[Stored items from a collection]
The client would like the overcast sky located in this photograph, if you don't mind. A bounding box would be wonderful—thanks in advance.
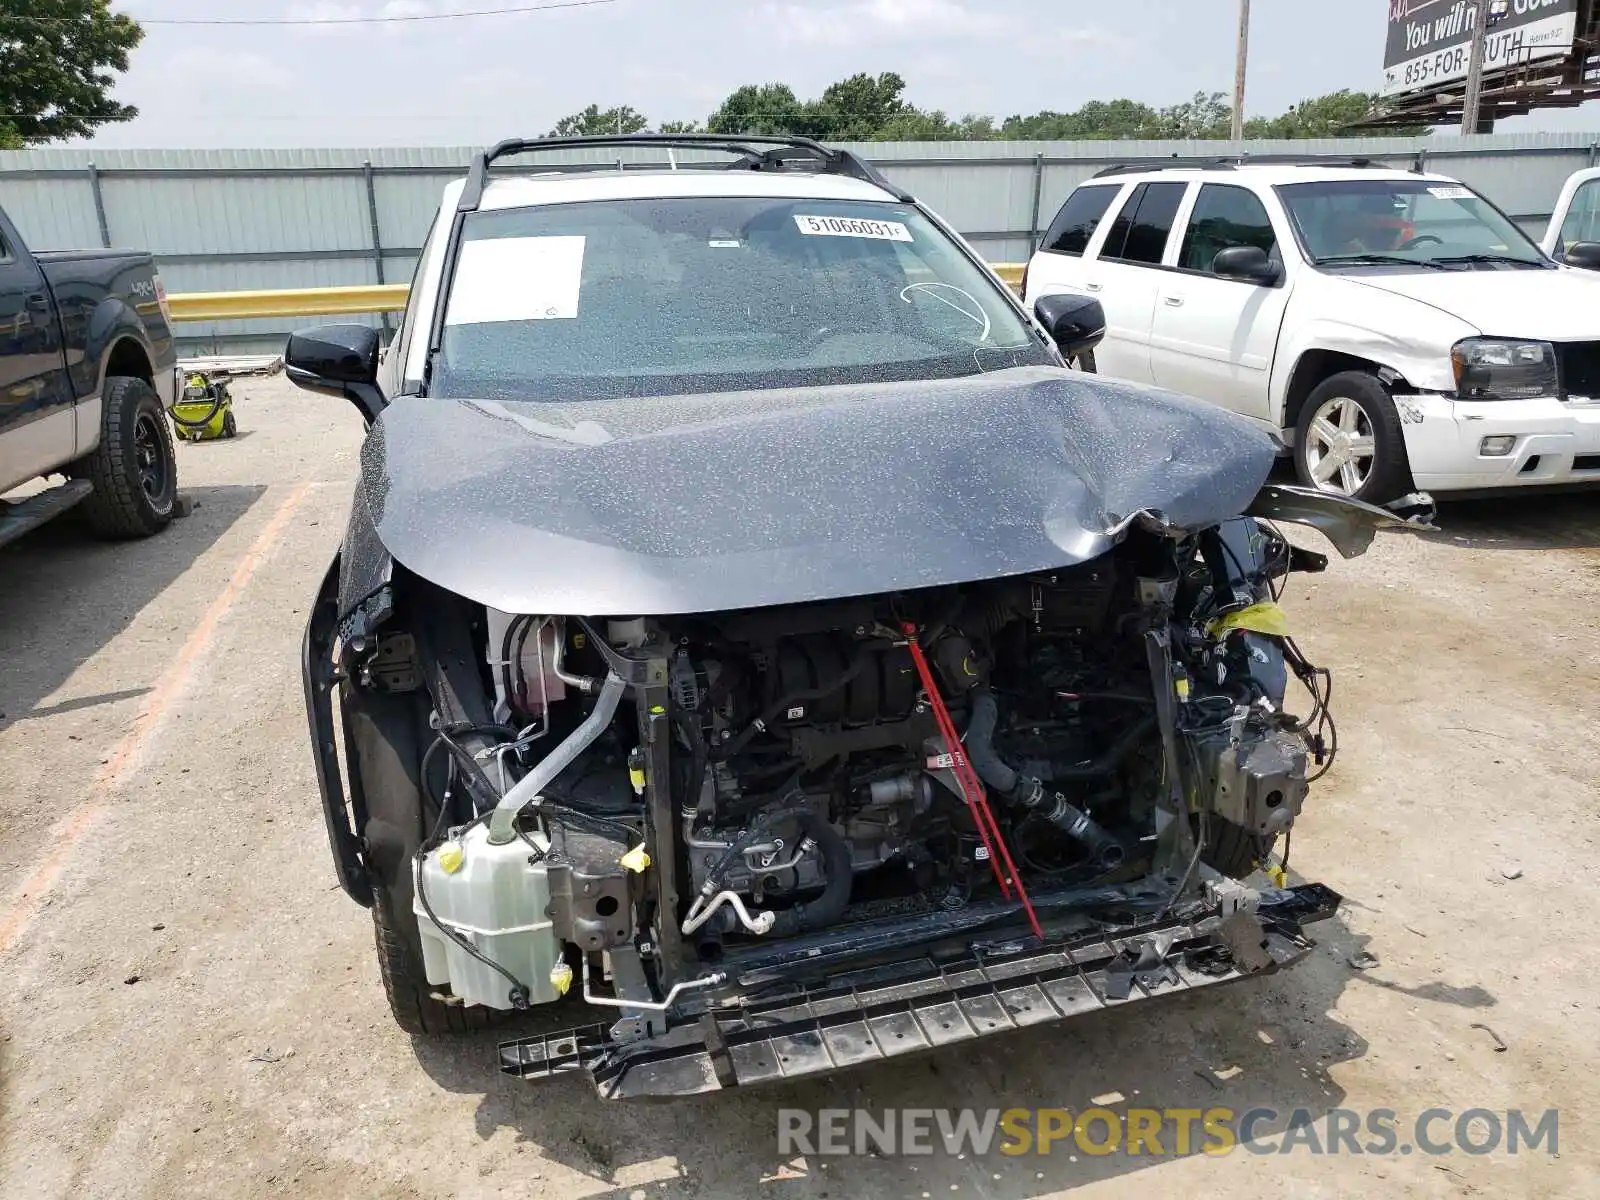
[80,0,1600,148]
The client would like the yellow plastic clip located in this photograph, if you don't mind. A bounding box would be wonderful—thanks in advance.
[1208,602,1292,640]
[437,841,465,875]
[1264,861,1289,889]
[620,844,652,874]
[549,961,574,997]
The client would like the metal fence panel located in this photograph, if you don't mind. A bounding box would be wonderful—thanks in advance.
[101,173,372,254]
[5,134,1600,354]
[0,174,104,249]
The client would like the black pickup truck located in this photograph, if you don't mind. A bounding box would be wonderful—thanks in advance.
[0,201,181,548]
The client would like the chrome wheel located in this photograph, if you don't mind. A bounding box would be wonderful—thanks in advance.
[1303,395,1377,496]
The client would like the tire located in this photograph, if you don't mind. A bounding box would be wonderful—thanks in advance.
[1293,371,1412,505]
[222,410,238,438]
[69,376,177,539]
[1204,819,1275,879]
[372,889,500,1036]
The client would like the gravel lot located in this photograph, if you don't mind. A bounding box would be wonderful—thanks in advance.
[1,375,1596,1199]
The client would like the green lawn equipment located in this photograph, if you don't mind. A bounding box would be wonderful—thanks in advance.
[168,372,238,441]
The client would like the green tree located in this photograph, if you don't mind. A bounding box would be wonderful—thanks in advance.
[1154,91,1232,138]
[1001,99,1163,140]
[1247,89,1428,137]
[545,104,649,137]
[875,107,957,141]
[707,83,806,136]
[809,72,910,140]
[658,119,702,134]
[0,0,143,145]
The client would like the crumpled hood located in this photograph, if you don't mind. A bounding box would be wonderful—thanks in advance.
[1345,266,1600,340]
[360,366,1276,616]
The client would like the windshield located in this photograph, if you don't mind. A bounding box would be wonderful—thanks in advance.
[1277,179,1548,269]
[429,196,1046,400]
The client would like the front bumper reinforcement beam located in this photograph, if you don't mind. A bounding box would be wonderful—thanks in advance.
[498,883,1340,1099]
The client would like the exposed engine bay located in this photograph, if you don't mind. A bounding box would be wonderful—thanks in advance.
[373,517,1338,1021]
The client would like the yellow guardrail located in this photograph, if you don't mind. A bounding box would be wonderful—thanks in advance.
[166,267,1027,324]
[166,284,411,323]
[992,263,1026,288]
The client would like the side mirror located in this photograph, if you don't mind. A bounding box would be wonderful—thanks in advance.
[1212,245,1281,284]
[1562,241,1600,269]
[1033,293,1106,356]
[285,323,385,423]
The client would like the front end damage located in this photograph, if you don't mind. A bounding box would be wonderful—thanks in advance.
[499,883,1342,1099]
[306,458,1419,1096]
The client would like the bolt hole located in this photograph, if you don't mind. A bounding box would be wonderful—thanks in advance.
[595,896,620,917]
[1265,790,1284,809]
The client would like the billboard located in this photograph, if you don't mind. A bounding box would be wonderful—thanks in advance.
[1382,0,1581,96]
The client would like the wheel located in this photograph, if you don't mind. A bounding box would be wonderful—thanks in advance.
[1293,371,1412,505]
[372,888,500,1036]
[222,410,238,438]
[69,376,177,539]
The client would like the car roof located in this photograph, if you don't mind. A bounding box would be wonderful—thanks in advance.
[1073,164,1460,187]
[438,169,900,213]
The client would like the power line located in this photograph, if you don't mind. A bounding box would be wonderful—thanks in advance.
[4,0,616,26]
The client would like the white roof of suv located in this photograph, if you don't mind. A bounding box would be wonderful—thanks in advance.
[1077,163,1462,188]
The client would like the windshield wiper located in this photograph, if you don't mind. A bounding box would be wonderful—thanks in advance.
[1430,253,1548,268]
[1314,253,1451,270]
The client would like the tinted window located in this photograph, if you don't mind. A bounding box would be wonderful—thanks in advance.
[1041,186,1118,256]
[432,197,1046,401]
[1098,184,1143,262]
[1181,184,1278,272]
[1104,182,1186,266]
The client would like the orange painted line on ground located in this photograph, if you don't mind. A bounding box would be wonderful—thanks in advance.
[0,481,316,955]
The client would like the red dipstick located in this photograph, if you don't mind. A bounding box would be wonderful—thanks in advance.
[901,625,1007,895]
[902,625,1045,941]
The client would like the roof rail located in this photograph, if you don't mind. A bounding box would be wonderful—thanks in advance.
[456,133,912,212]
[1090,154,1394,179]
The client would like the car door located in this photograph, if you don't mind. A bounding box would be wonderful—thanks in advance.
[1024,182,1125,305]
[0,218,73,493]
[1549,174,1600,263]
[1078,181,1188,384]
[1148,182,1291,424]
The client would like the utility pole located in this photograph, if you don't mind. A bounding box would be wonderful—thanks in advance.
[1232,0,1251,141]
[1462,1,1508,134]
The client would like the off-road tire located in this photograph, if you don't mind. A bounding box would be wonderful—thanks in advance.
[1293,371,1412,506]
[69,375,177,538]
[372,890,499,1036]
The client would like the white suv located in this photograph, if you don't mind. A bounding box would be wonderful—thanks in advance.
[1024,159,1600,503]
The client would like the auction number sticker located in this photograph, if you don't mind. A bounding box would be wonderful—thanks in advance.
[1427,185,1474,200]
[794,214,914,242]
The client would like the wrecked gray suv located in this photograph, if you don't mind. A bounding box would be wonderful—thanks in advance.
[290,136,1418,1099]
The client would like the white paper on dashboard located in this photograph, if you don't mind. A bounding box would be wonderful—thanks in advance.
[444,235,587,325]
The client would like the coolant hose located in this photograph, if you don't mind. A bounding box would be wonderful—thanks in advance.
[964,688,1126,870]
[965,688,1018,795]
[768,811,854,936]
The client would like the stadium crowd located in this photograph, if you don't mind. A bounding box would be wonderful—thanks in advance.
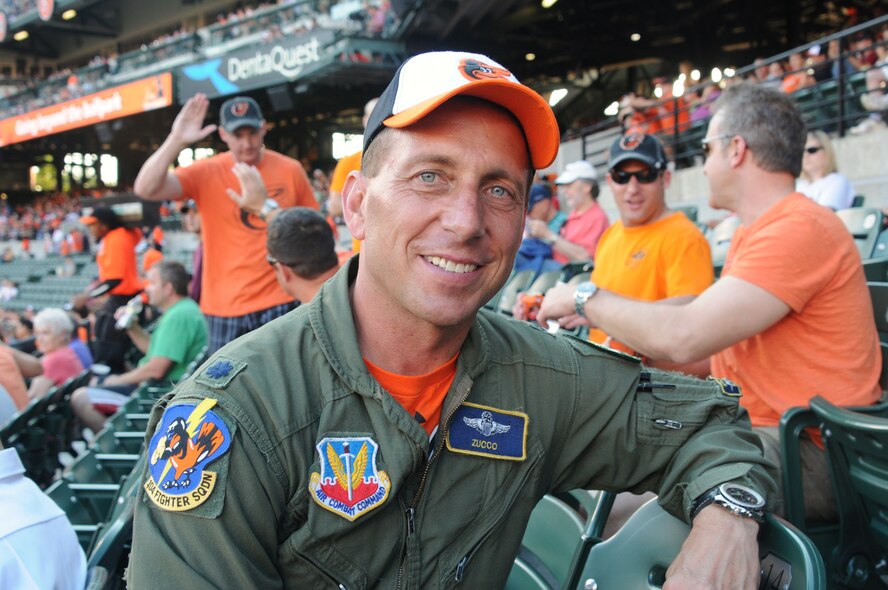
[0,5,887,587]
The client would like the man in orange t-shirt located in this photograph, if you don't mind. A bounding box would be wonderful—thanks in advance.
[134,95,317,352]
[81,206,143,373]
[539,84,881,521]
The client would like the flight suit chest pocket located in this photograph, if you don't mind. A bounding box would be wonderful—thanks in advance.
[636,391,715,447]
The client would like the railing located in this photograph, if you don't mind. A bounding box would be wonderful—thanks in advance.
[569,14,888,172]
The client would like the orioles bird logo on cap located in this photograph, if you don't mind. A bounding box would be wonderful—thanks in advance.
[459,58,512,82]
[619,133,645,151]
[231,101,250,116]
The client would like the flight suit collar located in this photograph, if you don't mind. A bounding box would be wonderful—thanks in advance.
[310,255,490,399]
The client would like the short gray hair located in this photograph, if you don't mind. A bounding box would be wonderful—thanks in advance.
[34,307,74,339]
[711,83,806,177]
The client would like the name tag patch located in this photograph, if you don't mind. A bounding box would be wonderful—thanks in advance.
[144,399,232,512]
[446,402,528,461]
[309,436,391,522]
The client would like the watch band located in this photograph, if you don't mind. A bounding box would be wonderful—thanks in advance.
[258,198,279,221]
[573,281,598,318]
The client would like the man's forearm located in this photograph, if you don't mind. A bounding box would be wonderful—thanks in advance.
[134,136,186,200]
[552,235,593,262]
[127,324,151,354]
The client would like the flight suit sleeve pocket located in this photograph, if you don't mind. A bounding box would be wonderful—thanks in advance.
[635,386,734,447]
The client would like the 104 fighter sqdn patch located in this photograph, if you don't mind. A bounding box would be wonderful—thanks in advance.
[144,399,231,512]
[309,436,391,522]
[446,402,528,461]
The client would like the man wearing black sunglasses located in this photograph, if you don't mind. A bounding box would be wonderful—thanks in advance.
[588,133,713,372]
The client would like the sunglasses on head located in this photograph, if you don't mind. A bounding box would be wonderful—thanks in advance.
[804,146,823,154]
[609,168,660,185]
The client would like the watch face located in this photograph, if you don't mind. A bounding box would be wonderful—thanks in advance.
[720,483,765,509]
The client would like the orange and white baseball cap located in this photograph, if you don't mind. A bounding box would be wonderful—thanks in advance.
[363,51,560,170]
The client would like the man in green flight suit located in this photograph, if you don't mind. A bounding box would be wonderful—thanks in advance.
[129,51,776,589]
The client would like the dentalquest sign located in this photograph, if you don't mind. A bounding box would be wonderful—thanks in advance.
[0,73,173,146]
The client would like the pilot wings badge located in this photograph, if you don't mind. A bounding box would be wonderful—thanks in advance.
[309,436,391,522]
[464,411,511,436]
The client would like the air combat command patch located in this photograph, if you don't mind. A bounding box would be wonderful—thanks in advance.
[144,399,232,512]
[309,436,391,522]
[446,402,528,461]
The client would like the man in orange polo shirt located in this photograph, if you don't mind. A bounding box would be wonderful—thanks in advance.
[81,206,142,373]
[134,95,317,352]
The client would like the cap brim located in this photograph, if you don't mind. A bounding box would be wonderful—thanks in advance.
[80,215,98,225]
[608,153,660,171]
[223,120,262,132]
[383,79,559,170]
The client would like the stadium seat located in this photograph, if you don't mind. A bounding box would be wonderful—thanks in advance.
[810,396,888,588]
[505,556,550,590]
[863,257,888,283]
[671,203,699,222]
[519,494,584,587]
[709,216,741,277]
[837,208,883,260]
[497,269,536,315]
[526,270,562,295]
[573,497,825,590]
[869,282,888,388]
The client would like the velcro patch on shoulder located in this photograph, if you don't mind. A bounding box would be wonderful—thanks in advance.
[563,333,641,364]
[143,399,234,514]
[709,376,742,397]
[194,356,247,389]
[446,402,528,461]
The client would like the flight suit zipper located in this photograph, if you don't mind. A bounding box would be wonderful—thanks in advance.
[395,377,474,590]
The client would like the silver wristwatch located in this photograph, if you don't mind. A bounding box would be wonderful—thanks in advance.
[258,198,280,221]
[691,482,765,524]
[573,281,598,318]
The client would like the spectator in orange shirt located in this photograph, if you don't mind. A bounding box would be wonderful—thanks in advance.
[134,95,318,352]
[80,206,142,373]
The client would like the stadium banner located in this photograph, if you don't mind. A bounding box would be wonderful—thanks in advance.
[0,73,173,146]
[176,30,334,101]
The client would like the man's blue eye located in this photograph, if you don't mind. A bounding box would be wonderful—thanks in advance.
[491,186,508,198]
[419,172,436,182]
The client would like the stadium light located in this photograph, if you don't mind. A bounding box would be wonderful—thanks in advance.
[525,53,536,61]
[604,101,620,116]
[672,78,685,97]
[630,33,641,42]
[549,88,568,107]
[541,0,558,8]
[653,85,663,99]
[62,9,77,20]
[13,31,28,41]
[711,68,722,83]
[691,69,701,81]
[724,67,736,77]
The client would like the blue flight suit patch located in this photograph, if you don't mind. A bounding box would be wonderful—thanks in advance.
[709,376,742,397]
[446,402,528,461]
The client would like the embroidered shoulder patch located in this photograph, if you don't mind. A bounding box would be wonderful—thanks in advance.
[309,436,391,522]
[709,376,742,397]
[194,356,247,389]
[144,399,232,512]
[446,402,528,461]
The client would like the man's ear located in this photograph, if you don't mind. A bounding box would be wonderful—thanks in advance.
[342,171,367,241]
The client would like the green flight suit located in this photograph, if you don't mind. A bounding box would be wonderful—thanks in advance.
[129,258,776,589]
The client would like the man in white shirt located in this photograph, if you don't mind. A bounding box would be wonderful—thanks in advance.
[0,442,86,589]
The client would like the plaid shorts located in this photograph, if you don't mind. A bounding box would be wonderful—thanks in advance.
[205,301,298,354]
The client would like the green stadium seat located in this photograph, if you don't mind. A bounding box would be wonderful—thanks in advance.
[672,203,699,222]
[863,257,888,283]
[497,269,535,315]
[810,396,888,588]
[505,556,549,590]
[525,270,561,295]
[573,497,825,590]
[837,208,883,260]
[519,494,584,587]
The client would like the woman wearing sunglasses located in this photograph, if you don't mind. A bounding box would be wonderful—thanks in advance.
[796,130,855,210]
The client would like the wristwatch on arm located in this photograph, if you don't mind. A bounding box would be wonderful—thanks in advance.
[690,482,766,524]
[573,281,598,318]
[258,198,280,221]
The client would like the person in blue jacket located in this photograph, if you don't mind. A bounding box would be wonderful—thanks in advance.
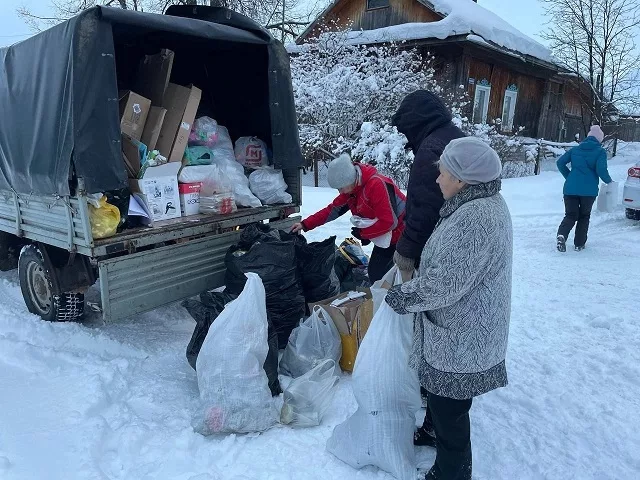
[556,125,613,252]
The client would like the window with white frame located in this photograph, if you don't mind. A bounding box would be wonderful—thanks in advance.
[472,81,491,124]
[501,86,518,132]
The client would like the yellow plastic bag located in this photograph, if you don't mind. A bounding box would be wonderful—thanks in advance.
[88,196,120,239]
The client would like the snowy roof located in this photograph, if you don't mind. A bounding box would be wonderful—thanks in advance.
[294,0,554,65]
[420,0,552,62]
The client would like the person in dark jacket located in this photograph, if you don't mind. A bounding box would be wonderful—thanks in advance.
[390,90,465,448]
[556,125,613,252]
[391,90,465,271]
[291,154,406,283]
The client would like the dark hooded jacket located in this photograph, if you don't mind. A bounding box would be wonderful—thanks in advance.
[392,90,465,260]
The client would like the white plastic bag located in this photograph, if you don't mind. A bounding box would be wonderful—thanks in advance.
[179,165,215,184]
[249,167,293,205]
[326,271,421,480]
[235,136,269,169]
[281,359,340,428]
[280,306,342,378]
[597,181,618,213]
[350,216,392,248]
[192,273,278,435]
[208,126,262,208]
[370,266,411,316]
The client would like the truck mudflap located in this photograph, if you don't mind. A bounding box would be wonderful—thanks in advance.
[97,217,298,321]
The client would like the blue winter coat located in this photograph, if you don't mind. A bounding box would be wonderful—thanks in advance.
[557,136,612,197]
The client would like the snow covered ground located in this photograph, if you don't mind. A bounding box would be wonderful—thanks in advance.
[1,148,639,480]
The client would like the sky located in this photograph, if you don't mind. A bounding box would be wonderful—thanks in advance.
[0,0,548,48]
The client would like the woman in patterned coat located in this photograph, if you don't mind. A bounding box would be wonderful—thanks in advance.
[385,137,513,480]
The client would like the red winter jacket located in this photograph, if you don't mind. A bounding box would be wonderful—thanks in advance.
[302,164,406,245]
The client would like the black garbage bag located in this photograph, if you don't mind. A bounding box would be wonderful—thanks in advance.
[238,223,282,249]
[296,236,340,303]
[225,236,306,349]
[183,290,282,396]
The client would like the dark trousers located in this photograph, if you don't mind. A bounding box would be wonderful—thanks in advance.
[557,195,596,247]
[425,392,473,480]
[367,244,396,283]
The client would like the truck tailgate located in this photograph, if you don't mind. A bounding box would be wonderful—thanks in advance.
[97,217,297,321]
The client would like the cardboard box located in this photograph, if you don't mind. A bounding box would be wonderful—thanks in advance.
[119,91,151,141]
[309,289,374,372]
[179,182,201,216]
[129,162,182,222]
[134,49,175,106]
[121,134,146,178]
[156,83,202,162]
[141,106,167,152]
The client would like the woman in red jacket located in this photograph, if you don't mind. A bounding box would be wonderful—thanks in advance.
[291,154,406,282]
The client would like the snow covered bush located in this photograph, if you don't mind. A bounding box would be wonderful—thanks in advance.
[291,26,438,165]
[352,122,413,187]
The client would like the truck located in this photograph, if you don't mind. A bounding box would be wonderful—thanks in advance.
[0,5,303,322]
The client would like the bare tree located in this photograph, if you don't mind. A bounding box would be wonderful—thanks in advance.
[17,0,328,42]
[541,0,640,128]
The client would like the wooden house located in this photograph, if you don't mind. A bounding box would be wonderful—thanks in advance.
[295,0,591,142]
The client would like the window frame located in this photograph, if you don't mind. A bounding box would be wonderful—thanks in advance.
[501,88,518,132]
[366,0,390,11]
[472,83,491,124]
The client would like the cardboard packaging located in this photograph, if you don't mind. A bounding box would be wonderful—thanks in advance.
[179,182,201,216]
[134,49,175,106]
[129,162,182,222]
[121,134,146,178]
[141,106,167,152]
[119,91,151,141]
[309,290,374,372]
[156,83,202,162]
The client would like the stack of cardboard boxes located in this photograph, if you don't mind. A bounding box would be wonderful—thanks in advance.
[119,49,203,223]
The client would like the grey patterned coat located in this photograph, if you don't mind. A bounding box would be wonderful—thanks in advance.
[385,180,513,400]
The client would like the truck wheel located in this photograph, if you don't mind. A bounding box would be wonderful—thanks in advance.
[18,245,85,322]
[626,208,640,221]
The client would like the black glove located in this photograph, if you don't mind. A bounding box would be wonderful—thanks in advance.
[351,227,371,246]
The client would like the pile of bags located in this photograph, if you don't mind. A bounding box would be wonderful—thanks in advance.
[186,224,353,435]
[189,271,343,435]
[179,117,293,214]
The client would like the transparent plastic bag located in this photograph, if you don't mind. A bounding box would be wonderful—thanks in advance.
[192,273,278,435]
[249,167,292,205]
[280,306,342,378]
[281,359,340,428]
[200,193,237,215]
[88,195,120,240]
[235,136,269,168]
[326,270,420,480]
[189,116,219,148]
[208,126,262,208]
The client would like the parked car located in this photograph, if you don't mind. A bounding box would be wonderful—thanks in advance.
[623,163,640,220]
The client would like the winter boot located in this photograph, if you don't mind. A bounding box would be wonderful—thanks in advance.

Task directions
Write out, word for word, the lines from the one containing "The client would like the black glove" through the end of the records, with no other lines.

Result for this exercise
The client would like the black glove located in this photograph, if you don't mind. A bounding box would be wonderful—thanks in advance.
[351,227,371,246]
The client would like the pile of bags located in this photograph, if you don't mind. A bounding box would be wonderful—thanks in advance.
[186,224,353,435]
[189,271,343,435]
[179,117,293,214]
The client would like the transparent plastic bag located in this photograph, if you don't mind. A bounding box would be wonderful—thanks in advance.
[192,273,278,435]
[249,167,292,205]
[280,306,342,378]
[281,359,340,428]
[200,193,237,215]
[88,195,120,240]
[235,136,269,168]
[326,270,420,480]
[189,116,219,148]
[208,126,262,208]
The client would like the parked car located in this photograph, if you don't mind. A bounding box would be wonderful—thanks in advance.
[623,163,640,220]
The client would like the winter boot located in this photograph, if you don't mind. A bounding box would be wonderful—thanks in advance.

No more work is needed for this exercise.